[Exercise instructions] All entries shown below should be duplicated character for character.

[Records shown]
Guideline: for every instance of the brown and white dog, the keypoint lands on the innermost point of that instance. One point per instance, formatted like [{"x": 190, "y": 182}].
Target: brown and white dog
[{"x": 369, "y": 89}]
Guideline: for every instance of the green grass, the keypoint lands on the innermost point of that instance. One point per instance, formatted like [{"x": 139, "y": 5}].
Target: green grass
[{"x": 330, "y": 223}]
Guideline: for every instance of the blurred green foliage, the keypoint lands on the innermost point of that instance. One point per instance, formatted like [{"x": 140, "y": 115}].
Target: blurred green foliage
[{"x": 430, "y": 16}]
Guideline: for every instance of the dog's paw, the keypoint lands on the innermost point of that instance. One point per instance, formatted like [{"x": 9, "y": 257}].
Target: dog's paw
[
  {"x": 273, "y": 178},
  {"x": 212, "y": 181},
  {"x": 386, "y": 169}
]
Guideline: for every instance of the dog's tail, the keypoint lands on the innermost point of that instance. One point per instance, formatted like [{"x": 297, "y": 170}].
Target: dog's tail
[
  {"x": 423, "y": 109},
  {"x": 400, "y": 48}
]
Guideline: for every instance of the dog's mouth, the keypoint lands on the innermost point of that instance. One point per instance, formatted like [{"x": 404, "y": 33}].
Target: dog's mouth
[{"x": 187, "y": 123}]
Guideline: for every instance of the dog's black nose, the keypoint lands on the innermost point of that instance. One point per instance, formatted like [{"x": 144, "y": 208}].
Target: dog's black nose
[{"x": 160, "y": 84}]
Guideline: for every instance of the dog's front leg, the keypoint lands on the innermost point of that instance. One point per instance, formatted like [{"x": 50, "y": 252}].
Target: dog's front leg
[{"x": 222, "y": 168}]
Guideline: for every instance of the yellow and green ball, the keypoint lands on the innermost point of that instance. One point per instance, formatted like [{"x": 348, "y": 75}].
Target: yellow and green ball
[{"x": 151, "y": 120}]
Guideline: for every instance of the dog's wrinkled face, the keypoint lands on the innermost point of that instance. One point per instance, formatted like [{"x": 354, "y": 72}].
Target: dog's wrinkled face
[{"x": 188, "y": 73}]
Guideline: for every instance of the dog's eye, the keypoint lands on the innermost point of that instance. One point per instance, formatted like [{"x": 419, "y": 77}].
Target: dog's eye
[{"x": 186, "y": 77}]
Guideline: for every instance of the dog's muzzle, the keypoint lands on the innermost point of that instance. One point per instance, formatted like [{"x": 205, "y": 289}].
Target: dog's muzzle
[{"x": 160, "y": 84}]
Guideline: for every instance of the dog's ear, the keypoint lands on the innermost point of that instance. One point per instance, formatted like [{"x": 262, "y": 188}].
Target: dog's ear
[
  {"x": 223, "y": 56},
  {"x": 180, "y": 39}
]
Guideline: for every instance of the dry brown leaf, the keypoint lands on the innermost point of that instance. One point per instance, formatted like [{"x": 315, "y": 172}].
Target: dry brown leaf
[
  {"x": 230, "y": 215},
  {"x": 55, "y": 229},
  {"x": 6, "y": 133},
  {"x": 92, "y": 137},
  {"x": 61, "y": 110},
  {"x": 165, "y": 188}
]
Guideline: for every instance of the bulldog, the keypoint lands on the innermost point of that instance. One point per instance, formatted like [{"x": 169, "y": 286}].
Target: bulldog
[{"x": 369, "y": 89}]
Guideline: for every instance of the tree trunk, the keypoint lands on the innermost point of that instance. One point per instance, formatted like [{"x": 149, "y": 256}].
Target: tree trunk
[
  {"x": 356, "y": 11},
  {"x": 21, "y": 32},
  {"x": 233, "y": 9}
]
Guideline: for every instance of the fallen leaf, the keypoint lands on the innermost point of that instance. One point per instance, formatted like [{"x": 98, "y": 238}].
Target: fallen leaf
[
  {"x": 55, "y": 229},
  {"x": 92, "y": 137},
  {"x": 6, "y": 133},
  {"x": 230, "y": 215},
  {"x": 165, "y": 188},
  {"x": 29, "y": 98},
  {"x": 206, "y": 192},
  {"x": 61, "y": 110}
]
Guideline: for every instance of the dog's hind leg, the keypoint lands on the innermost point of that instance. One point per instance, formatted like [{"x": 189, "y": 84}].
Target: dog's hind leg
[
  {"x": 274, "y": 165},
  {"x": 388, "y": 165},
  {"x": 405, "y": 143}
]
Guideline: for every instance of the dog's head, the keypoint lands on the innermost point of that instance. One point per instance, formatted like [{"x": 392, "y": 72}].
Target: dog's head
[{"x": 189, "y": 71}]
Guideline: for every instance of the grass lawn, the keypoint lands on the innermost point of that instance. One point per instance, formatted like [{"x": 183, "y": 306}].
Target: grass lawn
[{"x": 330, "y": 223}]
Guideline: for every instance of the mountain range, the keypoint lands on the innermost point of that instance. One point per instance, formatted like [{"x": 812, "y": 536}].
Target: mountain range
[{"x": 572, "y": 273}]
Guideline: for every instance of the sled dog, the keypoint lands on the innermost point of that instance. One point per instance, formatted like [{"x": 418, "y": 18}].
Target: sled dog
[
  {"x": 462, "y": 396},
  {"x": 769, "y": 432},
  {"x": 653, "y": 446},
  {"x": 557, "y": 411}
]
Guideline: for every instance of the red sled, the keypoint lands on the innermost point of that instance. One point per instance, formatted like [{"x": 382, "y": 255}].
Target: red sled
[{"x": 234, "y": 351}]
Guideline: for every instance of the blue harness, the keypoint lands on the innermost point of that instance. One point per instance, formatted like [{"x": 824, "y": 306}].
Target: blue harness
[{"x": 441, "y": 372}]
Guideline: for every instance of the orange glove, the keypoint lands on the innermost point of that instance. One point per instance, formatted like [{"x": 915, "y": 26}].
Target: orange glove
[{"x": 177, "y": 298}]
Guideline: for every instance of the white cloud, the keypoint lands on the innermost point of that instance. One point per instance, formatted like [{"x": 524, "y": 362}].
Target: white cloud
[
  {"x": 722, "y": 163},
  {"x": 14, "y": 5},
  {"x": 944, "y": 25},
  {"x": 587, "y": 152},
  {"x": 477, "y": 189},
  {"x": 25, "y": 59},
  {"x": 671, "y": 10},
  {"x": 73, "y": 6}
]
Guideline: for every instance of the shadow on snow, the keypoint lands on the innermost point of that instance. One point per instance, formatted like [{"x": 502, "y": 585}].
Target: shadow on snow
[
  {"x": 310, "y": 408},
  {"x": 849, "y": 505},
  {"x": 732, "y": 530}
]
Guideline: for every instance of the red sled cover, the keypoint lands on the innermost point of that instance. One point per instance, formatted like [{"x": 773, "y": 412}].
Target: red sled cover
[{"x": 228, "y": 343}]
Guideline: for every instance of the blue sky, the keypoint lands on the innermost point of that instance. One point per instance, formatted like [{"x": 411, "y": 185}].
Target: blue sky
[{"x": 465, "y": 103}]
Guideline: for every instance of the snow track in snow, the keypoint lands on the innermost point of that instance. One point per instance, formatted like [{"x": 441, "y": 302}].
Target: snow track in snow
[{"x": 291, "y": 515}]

[Answer to the exercise]
Guideline: for every instance of the brown and white dog, the keypoint lands on the innermost point of that instance. One point per instance, formatted like [{"x": 190, "y": 182}].
Target: brown and white dog
[{"x": 369, "y": 89}]
Guideline: for every instance of the green grass, the keypoint lands on the innermost point of that instance. One point per instance, formatted like [{"x": 139, "y": 5}].
Target: green grass
[{"x": 330, "y": 223}]
Guideline: for every instance of the blurred green foliage, the keypoint lands on the innermost point of that instance. One point per instance, formatted like [{"x": 140, "y": 115}].
Target: blurred green foliage
[{"x": 430, "y": 16}]
Guideline: for every instance of the dog's paw, the keypoint lands on the innermost point of that instance. One point per instance, formatted like [{"x": 9, "y": 257}].
Target: dog's paw
[
  {"x": 273, "y": 178},
  {"x": 212, "y": 181},
  {"x": 386, "y": 169}
]
Guideline: for every instance of the dog's tail, the keypoint lands on the innermost point of that instance. One point per instance, formatted like [{"x": 297, "y": 170}].
Target: dog's tail
[
  {"x": 423, "y": 109},
  {"x": 400, "y": 48}
]
Guideline: for every instance of the dog's mouth, the keypoint lands on the innermost point of that instance. One point per instance, formatted like [{"x": 404, "y": 33}].
Target: dog's mouth
[{"x": 187, "y": 123}]
Guideline: for every instance of the dog's black nose, the keypoint lands on the innermost point of that instance. One point per instance, formatted like [{"x": 144, "y": 208}].
Target: dog's black nose
[{"x": 160, "y": 84}]
Guideline: for every instance of the dog's front leg, the keypoint lands on the innermost point of that instance. One point per instance, formatted like [{"x": 50, "y": 252}].
Target: dog's front leg
[{"x": 222, "y": 168}]
Guideline: for every instance of the yellow and green ball, the keypoint lands on the innermost point of that instance. One point per instance, formatted like [{"x": 348, "y": 75}].
Target: yellow and green ball
[{"x": 151, "y": 120}]
Guideline: for every instance of the dog's wrinkled face, the keypoint lands on the innermost point of that instance. One point per instance, formatted like [{"x": 354, "y": 72}].
Target: dog's wrinkled face
[{"x": 188, "y": 73}]
Guideline: for every instance of the dog's eye, the keypoint lands on the innermost point of that instance. One point per instance, formatted like [{"x": 419, "y": 77}].
Target: dog's eye
[{"x": 186, "y": 77}]
Guideline: for every instance of the dog's muzzle, the keypoint lands on the innermost point of that instance. One point per instance, formatted like [{"x": 205, "y": 289}].
Target: dog's muzzle
[{"x": 160, "y": 84}]
Guideline: for every instance of the dog's ear, the keypoint lands on the innermost point of that instance. One point per instance, formatted like [{"x": 262, "y": 188}].
Target: dog's ear
[
  {"x": 223, "y": 56},
  {"x": 180, "y": 39}
]
Guideline: for every instance of the dry brown leaf, the keypoint lands on the innermost point of that instance. One point per instance, formatted like [{"x": 315, "y": 172}].
Target: dry brown leaf
[
  {"x": 230, "y": 215},
  {"x": 55, "y": 229},
  {"x": 6, "y": 133},
  {"x": 92, "y": 137},
  {"x": 61, "y": 110},
  {"x": 165, "y": 188}
]
Guideline: for every instance of the bulldog, the keypoint lands on the innermost point of that instance. One point per instance, formatted like [{"x": 169, "y": 286}].
Target: bulldog
[{"x": 369, "y": 89}]
Guideline: for every instance of the tree trunk, the keypoint lands on the innermost point of that instance. One point per instance, formatted like [{"x": 149, "y": 256}].
Target: tree trunk
[
  {"x": 356, "y": 11},
  {"x": 21, "y": 32},
  {"x": 233, "y": 9}
]
Guideline: for every instance of the fallen leaf, the keypoint lands on the innermost point of that instance. One point per instance, formatted like [{"x": 98, "y": 238}].
Target: fallen leaf
[
  {"x": 55, "y": 229},
  {"x": 92, "y": 137},
  {"x": 6, "y": 133},
  {"x": 230, "y": 215},
  {"x": 165, "y": 188},
  {"x": 29, "y": 98},
  {"x": 206, "y": 192},
  {"x": 61, "y": 110}
]
Guideline: for every instance of the dog's hind leg, the keypoint lands on the innermost point of that instance. One point per instance, formatted like [{"x": 189, "y": 84}].
Target: dog's hind leg
[
  {"x": 274, "y": 165},
  {"x": 388, "y": 165},
  {"x": 405, "y": 143}
]
Guideline: for every instance of the dog's head, the keypoint lands on the innermost point of that instance. One point per instance, formatted like [{"x": 392, "y": 72}].
Target: dog's head
[{"x": 189, "y": 71}]
Guideline: for every instance of the grass lawn, the keypoint lands on the innermost point of that instance. One point per instance, formatted like [{"x": 183, "y": 306}].
Target: grass lawn
[{"x": 330, "y": 223}]
Guideline: for every instance of the mountain range, the keypoint lands on the innermost point of that instance. One point per instance, formatted like [{"x": 812, "y": 536}].
Target: mountain range
[{"x": 572, "y": 273}]
Guideline: for every instance of the sled dog, the keypoint lands on the innermost point of that instance. One point per instance, formatted like [{"x": 418, "y": 18}].
Target: sled dog
[
  {"x": 462, "y": 396},
  {"x": 769, "y": 432},
  {"x": 653, "y": 446},
  {"x": 557, "y": 411}
]
Guideline: for every instance of the red sled, the keypoint lands on the innermost point of that instance. One point per instance, formatted like [{"x": 382, "y": 255}].
Target: red sled
[{"x": 234, "y": 351}]
Guideline: for every instance of the blue harness, the keypoint lands on the innermost point of that instance. One point per instance, formatted like [{"x": 824, "y": 306}].
Target: blue harness
[{"x": 441, "y": 372}]
Guideline: for every instance of the orange glove, the keypoint lands on the innermost point of that instance. One point per instance, formatted like [{"x": 915, "y": 26}].
Target: orange glove
[{"x": 177, "y": 298}]
Guideline: for every instance of the white cloud, the keypoint lands on the innermost point of that instance. One point per instance, formatted like [{"x": 524, "y": 362}].
Target: white cloud
[
  {"x": 722, "y": 163},
  {"x": 14, "y": 5},
  {"x": 944, "y": 25},
  {"x": 587, "y": 152},
  {"x": 477, "y": 189},
  {"x": 25, "y": 59},
  {"x": 671, "y": 10},
  {"x": 73, "y": 6}
]
Guideline: for every instance of the shadow on snow, the keypoint lands on the innermost point of that instance. One point per instance, formatted like [{"x": 502, "y": 585}].
Target: shadow on snow
[
  {"x": 310, "y": 408},
  {"x": 849, "y": 505},
  {"x": 732, "y": 530}
]
Guideline: for every instance of the red sled cover, the keypoint lands on the innermost point of that instance. One point per instance, formatted like [{"x": 773, "y": 412}].
Target: red sled cover
[{"x": 228, "y": 343}]
Guideline: for every instance of the blue sky, the keypoint lands on the innermost point of that instance. One point per instance, formatted like [{"x": 411, "y": 185}].
Target: blue sky
[{"x": 465, "y": 103}]
Guideline: for every instance of the snow track in snow, the keypoint lands on the innermost point of that instance. One point per instance, formatted like [{"x": 441, "y": 302}].
Target: snow track in snow
[{"x": 291, "y": 515}]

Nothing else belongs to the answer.